Given request ▸ Reproduce the part of the listing that starts with the line containing "Where can you see the young" and runs to the end of the listing, both ends included and every request kept. Offset each x and y coordinate in the answer points by adding 74.

Data for processing ▸
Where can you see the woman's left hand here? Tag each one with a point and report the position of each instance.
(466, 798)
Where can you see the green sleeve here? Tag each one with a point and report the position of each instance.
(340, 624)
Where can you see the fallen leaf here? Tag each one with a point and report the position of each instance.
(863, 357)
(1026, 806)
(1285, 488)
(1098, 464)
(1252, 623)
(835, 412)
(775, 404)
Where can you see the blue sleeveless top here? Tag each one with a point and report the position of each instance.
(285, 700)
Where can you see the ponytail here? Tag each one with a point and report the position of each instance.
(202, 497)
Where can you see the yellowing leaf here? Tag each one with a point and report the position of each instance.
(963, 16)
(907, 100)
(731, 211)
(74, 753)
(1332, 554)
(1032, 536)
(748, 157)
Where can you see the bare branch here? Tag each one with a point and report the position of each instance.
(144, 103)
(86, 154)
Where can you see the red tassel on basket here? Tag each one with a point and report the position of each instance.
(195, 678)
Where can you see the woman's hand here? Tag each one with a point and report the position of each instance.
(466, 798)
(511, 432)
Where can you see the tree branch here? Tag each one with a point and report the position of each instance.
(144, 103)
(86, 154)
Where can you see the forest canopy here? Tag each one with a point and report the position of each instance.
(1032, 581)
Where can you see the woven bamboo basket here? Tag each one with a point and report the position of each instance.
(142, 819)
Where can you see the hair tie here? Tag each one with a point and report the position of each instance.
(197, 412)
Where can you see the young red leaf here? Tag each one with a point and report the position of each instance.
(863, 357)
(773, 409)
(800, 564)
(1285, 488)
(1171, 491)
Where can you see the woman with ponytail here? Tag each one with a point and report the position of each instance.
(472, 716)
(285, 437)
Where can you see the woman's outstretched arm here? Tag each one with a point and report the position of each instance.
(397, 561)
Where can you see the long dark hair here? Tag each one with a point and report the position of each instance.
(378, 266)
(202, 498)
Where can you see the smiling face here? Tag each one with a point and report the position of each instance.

Solution to this task ▸
Where can you see the young red leaf here? Tag each one with a point and report the position of each instance.
(937, 431)
(847, 483)
(874, 638)
(1359, 562)
(1245, 565)
Where can you see the woman with ponytail here? Tag each one with a point and report the position of each instance.
(546, 790)
(359, 511)
Where can you see the woman's outstretched arm here? Tag each one with a point and report the position of each instance.
(471, 635)
Where can you see the long dark hair here? Tag each one with a point and report the position of each instance.
(452, 340)
(276, 572)
Where can you see the smiling face here? Tag each one with a point and report the position of each instance.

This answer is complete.